Point-per-instance localization data
—————

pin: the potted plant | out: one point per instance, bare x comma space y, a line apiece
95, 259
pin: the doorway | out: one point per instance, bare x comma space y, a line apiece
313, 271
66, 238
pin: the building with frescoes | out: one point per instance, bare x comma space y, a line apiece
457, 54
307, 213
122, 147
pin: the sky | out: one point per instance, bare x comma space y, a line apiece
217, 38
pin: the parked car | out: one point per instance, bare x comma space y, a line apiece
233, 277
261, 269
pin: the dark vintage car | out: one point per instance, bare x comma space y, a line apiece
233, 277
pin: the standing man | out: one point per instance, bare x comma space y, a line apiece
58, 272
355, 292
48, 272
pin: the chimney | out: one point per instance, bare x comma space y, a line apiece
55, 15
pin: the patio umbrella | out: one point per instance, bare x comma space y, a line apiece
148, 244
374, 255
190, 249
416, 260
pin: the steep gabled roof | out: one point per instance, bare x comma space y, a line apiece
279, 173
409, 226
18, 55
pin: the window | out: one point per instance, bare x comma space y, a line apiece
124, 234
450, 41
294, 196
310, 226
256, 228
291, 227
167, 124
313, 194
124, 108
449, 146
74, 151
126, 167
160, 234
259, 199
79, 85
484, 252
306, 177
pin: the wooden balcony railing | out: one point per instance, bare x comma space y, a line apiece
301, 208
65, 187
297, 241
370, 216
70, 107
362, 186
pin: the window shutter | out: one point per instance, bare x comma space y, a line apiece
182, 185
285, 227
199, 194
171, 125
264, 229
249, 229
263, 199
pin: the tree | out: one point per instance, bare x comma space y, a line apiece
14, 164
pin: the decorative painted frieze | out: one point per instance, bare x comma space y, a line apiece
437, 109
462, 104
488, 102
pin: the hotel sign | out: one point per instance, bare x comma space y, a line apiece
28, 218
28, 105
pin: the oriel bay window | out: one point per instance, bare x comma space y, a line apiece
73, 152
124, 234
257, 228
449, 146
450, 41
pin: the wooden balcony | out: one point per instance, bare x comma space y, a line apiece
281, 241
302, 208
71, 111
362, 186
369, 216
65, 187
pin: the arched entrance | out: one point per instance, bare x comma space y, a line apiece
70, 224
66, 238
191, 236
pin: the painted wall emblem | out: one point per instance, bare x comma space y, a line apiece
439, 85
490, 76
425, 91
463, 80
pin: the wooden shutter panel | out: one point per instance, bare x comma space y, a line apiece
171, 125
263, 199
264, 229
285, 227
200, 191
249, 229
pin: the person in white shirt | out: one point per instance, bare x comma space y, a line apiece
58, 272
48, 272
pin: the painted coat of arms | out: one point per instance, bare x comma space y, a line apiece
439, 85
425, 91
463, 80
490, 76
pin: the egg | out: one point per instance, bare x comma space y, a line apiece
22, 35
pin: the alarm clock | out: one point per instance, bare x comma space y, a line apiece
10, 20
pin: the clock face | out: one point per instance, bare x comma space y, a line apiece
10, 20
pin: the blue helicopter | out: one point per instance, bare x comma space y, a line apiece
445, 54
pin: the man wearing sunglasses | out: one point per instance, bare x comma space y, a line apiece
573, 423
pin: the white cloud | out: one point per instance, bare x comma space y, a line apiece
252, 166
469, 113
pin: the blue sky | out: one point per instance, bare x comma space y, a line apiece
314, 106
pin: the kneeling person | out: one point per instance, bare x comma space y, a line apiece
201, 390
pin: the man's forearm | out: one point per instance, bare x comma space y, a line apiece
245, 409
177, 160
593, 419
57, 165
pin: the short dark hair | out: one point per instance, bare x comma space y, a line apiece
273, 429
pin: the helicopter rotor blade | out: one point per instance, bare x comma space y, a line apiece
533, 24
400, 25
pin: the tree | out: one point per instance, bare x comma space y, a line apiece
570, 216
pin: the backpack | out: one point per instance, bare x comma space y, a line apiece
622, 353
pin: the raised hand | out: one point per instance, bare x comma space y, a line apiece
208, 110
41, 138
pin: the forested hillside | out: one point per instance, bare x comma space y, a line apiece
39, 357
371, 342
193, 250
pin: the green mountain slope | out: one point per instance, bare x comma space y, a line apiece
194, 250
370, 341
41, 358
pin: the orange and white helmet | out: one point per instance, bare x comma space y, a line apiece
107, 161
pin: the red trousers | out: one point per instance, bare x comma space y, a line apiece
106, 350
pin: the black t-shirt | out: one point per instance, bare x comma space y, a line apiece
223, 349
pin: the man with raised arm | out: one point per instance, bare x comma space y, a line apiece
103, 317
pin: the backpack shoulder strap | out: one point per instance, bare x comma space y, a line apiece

—————

**EXERCISE DIRECTIONS**
Restate the data exactly, keeping every line intact.

**ANSWER TO THIS TASK**
pin: the potted plant | out: one point per instance, bare x comma space y, a line apiece
95, 259
pin: the doorway | out: one point per instance, bare x comma space y, a line apiece
313, 271
66, 238
pin: the building with frescoes | out: one point per instance, bare x comma space y, a line apiece
457, 54
307, 213
122, 147
pin: the sky | out: one point per instance, bare x comma space y, a line apiece
217, 38
pin: the parked car | out: one point per instance, bare x comma space y, a line apiece
233, 277
261, 269
pin: the dark vintage car | out: one point per instance, bare x comma space y, a line apiece
233, 277
pin: the standing man | out: one point per instance, bare x comma space y, a line apiece
58, 272
355, 292
48, 272
pin: the chimney | out: one point per instance, bare x comma space y, a line apiece
55, 15
pin: the patio umbrella | out: one point per instance, bare x comma space y, a line apiece
148, 244
374, 255
190, 249
416, 260
pin: the steep gabled roof | out: one point per instance, bare x comma space y, a line apiece
279, 173
409, 226
18, 55
pin: the window | out: one point per instance, bare x comma space y, a line apiece
124, 234
450, 41
294, 196
310, 226
256, 228
291, 227
167, 124
313, 194
124, 108
449, 146
74, 151
126, 167
160, 234
259, 199
79, 85
484, 252
306, 177
pin: the wooden balcony railing | out: one point per instance, bare x comma space y, a line apiece
301, 208
65, 187
297, 241
370, 216
70, 107
362, 186
pin: the window shutter | out: one point per instance, bare x comma space y, a line apiece
182, 185
285, 227
199, 194
171, 125
264, 229
249, 229
263, 199
pin: the tree | out: one point per instance, bare x comma space y, a line apiece
14, 164
pin: the decorative painted frieze | out: one point per instance, bare x comma space y, a line apiece
437, 109
462, 104
488, 102
pin: the hotel sign | out: one point per instance, bare x comma space y, a line apiece
28, 218
28, 105
pin: the oriel bay window | out: one point per instance, bare x comma space y, a line apiece
73, 152
124, 234
257, 228
449, 146
450, 41
pin: the wooden balcony | out: one point per instance, bare x comma space y, a line apiece
281, 241
302, 208
71, 111
362, 186
369, 216
65, 187
pin: the arched entrance | out: one point per instance, bare x comma space y, a line apiece
70, 224
66, 238
191, 236
pin: the painted wall emblem | out: one point per instance, bare x comma space y, a line apiece
439, 85
490, 76
425, 91
463, 80
pin: the wooden shutter panel | out: one point per instance, bare x comma space y, a line apiece
171, 125
263, 199
264, 229
285, 227
200, 191
249, 229
pin: the person in white shirt | out: one point per instance, bare x comma space y, a line apiece
58, 272
48, 272
pin: the painted coat of arms | out: one point per instance, bare x comma space y, a line apiece
439, 85
425, 91
463, 80
490, 76
pin: the egg | out: one point per instance, bare x comma space y, a line apiece
22, 35
pin: the alarm clock | out: one point per instance, bare x comma space y, a line apiece
10, 20
pin: the clock face | out: one point per instance, bare x comma space y, a line apiece
10, 20
pin: the blue helicopter | out: one point per instance, bare x comma space y, a line apiece
445, 54
pin: the man wearing sunglasses | out: one point per instance, bare x comma space y, a line apiece
573, 423
pin: the white cloud | out: one point per instance, bare x comma space y, a line apiece
252, 166
469, 113
pin: the blue sky | out: one point per instance, bare x comma space y, a line apiece
314, 106
pin: the kneeling person | out: one point per instance, bare x comma space y, a line apiece
201, 390
pin: the man's forearm | out: one point per instance, bare x comma space y, a line apiece
245, 409
177, 160
593, 419
57, 165
pin: the short dark hair | out: one point per instance, bare x comma space y, a line apiece
273, 429
pin: the helicopter rotor blade | out: one point per instance, bare x comma space y, a line apiece
533, 24
400, 25
pin: the tree | out: one point per instance, bare x comma space y, a line apiece
570, 216
pin: the backpack | out: one point per instance, bare x comma space y, a line apiece
622, 353
pin: the raised hand | out: one point per instance, bare x comma space y, a line apiece
208, 110
41, 138
pin: the forested hillside | out: one point per instance, bare x comma space y, a line apiece
39, 357
371, 342
193, 250
pin: the green mountain slope | out: one point per instance, bare x comma space y, a line apiece
194, 250
370, 341
41, 358
pin: the orange and white helmet | out: one point per instance, bare x comma space y, a line apiece
107, 161
pin: the red trousers | out: one point per instance, bare x comma space y, a line apiece
106, 350
pin: the black t-shirt | out: one point per instance, bare x comma space y, a line apiece
223, 349
pin: the man with raised arm | out: one point per instance, bare x comma space y, a line apiece
103, 317
pin: the backpack shoulder strap | out: one point per instance, bare x comma space y, a line apiece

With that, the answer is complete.